§ **Passage provided**
☆ ☆ ☆ ☆ ☆ ☆ ☆
From: Claudius Heine <ch@denx.de>
To: "Maxim Yu. Osipov" <mosipov@ilbers.de>,
Henning Schild <henning.schild@siemens.com>,
"[ext] claudius.heine.ext@siemens.com"
<claudius.heine.ext@siemens.com>
Cc: isar-users@googlegroups.com
Subject: Re: [RFC PATCH 0/3] Reproducible build
Date: Fri, 25 May 2018 19:04:53 +0200 [thread overview]
Message-ID: <3a6032fee718de6cf44fff4e8051a8c7a89a6471.camel@denx.de> (raw)
In-Reply-To: <a3f5bf99-6023-c254-b781-1ce89ffac0b1@ilbers.de>
[-- Attachment #1: Type: text/plain, Size: 11726 bytes --]
Hi Maxim,
On Fri, 2018-05-25 at 13:57 +0200, Maxim Yu. Osipov wrote:
> Hi Claudius,
>
> Let me summarize the patchset status.
>
> 1. This patchset is just a first step towards more generic traceable
> reproducible build - tarball versioning/reproducibility features are
> out
> of scope of this patch set.
It is the first step and a RFC patch. It is mainly meant to support the
discussion about the possible options. So I if we are on the same page
about the solution for reproducibility in Isar and how to go forward
from there I will post a non-RFC patch with documentation.
> 2. Baurzhan always asks to provide some bits of information into the
> documentation when a new feature is added (or changed).
See answer above.
>
> 3. Henning asked about "stealing DL_DIR of bitbake as well" (see his
> email below). What is your opinion?
My opinion is that we should document want files are needed be archived
in order to reproduce the complete build. It is also that we (as in
isar) cannot dictate to the user how she has to archived those
artifacts.
There are many different systems for archiving binary files available
and we can offer them some suggestions or even write some example code
for a couple of systems, but we should still be able to support all of
their own ideas. Those code examples can be in the form of some
shell/python scripts, but I would be against binding isar to one of
such system at this point.
☆ ☆ ☆ ☆ ☆ ☆ ☆
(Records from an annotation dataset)
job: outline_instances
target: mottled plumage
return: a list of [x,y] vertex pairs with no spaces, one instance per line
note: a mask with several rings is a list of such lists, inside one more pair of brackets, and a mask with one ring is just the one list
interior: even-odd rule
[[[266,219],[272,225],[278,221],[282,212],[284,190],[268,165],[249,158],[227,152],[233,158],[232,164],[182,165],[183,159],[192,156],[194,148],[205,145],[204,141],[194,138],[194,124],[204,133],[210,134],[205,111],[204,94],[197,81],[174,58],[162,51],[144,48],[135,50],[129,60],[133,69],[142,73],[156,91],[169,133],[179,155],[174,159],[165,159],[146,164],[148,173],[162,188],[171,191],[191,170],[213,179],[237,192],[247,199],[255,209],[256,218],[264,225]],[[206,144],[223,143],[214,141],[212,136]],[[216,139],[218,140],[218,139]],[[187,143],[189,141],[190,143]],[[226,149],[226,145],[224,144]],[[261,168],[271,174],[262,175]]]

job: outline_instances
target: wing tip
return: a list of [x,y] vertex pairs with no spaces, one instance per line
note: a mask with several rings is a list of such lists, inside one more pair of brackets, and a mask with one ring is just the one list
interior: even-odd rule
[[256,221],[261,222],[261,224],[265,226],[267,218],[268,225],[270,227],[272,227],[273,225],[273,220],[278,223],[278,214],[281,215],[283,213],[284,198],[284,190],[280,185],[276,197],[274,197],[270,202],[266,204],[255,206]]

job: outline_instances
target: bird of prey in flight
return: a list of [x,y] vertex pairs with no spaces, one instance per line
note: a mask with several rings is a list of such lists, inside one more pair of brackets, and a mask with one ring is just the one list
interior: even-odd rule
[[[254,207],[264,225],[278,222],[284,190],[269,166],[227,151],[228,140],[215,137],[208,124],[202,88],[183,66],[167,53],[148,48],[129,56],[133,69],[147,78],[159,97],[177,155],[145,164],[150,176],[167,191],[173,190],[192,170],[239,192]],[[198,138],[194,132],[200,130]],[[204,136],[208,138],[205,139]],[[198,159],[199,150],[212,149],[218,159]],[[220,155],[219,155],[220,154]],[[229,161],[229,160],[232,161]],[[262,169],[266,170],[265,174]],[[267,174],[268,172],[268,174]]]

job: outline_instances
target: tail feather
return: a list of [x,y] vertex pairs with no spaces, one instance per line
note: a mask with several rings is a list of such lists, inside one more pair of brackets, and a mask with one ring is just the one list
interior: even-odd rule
☆ ☆ ☆ ☆ ☆ ☆ ☆
§ **What this exercise asks**
A – Please answer these questions from the reproducible build thread, one answer per line:
(i) Which address is listed in the Cc line?
(ii) What does the writer say he will post once there is agreement on the solution for reproducibility in Isar?
(iii) In what form could the suggested code examples be?
B – Copy the reproducible build thread from "It is the first" to "added (or changed).", swapping "discussion" for "debate".

§ **Solutions to each task**
A –
(i) isar-users@googlegroups.com
(ii) A non-RFC patch with documentation
(iii) Shell/python scripts

B –
It is the first step and a RFC patch. It is mainly meant to support the
debate about the possible options. So I if we are on the same page
about the solution for reproducibility in Isar and how to go forward
from there I will post a non-RFC patch with documentation.
> 2. Baurzhan always asks to provide some bits of information into the
> documentation when a new feature is added (or changed).